Enunciado:
Transcribe sin cambios las líneas de los registros, empezando por la primera y terminando después de la línea que contiene "16L498 22L480 33L462", ambas incluidas.

----- Datos

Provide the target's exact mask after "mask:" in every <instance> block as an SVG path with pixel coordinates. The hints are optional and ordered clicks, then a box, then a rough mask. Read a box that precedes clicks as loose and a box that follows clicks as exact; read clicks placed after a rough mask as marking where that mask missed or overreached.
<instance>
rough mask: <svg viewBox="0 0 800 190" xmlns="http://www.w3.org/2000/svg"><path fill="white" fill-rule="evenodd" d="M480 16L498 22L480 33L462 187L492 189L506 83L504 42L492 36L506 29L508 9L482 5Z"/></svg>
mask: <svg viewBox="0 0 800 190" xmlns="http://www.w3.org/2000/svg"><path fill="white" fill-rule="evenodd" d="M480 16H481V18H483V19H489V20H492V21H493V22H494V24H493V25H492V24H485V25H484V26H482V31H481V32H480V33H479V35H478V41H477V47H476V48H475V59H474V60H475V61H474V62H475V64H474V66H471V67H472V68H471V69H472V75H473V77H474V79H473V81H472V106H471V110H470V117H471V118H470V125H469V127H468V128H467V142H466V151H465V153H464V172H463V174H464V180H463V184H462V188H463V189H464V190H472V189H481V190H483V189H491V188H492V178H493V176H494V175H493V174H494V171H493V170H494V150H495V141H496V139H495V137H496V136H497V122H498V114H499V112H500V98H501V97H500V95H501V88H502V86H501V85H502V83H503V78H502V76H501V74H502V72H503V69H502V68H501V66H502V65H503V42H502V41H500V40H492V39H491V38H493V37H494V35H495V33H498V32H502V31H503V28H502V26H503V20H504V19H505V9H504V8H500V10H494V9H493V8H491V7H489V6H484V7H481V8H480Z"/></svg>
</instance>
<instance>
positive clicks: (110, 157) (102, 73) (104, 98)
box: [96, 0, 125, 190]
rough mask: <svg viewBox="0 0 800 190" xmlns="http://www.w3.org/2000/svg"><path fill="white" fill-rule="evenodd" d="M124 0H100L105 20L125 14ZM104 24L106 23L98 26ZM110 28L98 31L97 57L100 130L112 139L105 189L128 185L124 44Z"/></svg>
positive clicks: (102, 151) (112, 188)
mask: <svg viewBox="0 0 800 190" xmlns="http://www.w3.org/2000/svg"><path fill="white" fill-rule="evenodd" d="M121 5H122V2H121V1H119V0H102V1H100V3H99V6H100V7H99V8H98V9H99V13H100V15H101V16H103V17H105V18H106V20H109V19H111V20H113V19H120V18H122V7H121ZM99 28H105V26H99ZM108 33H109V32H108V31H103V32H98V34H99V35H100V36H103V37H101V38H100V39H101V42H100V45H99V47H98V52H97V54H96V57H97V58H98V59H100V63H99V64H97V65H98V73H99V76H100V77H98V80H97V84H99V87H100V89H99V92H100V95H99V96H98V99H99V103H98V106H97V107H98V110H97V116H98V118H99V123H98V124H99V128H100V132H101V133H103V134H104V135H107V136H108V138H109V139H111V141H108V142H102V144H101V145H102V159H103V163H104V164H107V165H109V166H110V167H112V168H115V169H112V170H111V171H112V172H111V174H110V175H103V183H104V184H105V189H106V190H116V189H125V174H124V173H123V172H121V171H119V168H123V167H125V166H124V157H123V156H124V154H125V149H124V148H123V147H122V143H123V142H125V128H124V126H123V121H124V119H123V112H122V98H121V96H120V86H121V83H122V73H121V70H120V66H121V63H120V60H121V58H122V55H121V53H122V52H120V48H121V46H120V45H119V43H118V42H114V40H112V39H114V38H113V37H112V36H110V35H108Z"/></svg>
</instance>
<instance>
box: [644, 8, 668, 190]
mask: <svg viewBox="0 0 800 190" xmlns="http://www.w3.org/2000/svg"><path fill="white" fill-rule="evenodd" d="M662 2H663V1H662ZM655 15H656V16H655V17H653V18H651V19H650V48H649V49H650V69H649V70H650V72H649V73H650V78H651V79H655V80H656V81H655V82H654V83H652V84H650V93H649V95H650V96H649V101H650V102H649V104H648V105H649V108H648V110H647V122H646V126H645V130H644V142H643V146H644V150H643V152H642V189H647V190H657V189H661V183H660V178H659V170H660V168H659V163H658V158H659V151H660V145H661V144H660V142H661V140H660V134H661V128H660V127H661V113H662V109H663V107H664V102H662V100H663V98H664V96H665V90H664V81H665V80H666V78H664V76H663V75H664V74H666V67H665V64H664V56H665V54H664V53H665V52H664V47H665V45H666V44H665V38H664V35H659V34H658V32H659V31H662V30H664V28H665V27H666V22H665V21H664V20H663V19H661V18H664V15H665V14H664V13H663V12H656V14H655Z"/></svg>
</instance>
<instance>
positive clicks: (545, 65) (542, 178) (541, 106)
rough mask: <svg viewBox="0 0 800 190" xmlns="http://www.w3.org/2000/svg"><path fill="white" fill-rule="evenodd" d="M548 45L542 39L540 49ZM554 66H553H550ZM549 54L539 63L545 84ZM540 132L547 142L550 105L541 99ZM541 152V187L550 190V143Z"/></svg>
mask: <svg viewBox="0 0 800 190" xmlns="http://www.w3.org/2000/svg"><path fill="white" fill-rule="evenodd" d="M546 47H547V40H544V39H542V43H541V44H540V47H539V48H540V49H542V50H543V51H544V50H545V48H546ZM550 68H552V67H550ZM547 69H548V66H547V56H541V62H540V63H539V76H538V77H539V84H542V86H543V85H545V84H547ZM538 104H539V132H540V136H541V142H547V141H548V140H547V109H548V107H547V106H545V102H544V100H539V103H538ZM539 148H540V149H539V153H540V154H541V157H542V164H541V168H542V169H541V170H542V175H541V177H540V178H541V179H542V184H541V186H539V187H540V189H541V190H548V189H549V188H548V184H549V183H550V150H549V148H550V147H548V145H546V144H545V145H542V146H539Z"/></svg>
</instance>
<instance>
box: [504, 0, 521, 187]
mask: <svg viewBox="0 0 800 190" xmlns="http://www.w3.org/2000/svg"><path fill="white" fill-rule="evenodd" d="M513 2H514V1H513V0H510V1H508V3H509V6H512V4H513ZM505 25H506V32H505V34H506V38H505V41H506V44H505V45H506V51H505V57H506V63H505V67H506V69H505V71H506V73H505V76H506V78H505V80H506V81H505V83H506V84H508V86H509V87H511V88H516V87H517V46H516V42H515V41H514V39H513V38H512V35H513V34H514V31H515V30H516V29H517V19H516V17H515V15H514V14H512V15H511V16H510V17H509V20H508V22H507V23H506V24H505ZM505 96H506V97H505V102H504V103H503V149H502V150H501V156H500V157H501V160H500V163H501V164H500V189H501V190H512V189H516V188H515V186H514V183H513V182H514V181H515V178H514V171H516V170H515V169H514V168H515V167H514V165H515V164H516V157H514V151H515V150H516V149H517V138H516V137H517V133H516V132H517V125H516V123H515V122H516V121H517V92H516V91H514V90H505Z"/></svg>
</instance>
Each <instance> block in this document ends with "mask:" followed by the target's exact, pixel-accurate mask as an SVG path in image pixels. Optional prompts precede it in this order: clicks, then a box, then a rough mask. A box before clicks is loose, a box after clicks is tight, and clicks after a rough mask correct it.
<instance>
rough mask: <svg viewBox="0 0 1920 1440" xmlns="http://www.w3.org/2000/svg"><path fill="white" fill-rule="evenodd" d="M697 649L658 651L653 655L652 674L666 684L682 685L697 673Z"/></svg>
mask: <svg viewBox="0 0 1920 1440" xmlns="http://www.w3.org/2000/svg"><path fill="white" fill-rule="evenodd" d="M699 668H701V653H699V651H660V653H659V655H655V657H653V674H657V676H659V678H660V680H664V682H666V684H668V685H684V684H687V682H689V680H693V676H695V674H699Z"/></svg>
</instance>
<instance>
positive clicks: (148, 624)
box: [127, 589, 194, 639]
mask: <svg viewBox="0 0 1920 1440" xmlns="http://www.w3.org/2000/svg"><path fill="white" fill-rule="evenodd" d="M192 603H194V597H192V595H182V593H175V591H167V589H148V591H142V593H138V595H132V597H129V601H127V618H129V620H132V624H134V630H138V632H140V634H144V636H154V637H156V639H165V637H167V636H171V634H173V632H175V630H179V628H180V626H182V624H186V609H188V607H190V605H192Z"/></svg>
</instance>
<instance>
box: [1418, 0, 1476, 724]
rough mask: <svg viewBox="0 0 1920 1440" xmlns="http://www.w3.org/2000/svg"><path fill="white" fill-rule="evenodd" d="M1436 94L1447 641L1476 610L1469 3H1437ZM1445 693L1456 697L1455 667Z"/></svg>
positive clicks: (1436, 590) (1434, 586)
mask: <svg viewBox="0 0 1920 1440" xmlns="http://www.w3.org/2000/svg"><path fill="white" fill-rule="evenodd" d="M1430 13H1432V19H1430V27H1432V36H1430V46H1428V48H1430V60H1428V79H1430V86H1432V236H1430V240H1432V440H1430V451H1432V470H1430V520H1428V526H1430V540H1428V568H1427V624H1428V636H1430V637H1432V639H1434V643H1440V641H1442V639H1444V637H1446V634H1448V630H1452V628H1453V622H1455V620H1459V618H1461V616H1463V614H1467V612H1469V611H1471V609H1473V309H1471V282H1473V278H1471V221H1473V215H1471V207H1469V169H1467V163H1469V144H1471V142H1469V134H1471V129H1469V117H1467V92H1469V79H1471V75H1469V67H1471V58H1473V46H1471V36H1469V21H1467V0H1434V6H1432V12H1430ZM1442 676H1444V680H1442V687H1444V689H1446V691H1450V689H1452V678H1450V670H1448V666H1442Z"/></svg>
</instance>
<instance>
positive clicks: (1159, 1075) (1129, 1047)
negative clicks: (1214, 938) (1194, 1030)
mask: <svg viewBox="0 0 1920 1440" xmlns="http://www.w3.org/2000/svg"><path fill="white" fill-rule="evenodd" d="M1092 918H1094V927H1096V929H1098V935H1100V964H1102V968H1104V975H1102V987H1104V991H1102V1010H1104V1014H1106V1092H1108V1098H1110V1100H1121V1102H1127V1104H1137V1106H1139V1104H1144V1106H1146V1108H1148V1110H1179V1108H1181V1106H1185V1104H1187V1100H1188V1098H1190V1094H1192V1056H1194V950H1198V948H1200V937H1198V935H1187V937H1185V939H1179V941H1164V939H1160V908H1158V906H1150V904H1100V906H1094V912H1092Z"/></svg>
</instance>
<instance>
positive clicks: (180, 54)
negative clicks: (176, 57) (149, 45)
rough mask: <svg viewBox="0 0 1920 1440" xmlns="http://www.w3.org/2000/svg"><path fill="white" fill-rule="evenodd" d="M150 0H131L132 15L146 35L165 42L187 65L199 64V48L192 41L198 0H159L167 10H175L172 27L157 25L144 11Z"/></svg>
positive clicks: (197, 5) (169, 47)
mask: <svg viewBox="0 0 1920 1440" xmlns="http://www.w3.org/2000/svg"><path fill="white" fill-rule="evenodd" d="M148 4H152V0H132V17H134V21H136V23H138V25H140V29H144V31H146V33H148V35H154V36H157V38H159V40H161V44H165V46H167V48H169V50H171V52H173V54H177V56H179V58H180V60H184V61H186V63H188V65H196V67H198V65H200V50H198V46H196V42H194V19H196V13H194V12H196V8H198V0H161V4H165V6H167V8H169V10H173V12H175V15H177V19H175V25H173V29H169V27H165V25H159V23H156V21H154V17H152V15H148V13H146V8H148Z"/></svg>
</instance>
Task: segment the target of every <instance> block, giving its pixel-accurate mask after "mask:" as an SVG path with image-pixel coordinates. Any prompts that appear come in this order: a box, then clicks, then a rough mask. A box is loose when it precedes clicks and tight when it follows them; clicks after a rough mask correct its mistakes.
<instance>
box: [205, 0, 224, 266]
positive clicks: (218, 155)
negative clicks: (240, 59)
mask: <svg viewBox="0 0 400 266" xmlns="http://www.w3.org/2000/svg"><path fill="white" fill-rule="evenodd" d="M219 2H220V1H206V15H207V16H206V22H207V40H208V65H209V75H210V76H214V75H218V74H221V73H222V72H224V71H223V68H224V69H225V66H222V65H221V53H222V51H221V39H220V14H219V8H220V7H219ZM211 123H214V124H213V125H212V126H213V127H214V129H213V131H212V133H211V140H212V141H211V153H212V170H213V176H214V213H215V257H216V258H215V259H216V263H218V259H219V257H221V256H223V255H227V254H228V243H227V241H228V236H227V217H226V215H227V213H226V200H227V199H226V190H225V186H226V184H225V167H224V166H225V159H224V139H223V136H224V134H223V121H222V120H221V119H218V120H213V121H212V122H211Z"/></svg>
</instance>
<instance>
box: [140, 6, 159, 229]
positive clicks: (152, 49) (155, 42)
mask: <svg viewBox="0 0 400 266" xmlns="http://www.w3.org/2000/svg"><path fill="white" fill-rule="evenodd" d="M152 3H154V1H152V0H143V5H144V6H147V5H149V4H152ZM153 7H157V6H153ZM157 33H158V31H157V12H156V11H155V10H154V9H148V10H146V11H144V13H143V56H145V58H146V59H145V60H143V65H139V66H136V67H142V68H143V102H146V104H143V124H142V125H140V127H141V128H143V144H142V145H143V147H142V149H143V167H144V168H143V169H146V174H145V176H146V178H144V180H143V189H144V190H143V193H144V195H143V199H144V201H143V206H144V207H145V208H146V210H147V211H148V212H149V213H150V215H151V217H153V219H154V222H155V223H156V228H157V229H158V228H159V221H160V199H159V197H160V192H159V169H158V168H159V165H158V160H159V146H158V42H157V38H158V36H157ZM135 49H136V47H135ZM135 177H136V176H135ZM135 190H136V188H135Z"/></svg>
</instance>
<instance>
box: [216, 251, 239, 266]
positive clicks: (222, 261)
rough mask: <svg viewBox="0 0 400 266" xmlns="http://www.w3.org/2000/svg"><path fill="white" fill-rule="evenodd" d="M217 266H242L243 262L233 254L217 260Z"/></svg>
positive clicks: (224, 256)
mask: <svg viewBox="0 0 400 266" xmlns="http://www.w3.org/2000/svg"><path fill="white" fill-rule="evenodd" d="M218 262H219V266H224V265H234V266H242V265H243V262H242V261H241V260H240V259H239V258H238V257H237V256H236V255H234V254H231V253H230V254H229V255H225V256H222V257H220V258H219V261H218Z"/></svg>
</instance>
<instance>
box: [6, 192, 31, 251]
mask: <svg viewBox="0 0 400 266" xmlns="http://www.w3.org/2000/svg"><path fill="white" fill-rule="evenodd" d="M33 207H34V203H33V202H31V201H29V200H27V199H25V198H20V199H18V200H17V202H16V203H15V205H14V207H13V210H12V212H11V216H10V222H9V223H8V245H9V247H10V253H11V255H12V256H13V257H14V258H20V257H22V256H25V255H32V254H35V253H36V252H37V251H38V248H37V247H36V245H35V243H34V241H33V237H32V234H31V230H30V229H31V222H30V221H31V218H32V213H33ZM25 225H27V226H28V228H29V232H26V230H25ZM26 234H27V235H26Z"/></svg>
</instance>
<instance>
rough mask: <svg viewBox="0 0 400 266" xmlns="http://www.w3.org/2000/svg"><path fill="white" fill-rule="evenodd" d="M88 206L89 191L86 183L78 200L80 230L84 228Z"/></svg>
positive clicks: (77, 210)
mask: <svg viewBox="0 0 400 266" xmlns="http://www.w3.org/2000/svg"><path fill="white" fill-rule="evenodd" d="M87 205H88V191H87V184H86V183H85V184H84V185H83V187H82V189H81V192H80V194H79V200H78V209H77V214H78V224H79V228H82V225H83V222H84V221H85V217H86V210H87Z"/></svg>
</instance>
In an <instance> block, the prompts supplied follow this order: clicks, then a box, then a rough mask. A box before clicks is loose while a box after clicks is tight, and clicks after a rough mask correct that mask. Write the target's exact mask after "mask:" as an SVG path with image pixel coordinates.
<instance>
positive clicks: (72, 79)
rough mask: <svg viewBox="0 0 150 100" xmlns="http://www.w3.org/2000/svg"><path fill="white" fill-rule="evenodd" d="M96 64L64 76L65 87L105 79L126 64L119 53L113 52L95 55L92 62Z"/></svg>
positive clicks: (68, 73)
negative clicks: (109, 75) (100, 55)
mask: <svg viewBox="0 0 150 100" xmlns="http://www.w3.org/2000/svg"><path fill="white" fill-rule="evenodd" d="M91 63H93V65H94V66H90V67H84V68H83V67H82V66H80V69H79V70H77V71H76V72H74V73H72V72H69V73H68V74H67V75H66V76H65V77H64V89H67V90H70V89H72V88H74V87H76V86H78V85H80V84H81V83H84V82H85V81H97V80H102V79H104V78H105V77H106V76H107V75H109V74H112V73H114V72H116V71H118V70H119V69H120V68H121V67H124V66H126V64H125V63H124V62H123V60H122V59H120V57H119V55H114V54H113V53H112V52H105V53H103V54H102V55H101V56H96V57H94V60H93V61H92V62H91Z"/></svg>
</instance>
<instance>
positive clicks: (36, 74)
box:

----------

Solución desarrollada:
Provide the target's exact mask after "mask:" in every <instance> block as an SVG path with pixel coordinates. The hints are optional and ordered clicks, then a box, then a rough mask. Read a box that precedes clicks as loose and a box that follows clicks as exact; read clicks placed after a rough mask as marking where that mask missed or overreached.
<instance>
rough mask: <svg viewBox="0 0 800 190" xmlns="http://www.w3.org/2000/svg"><path fill="white" fill-rule="evenodd" d="M480 16L498 22L480 33L462 187L492 189L506 83L504 42L492 36L506 29L508 9L482 5Z"/></svg>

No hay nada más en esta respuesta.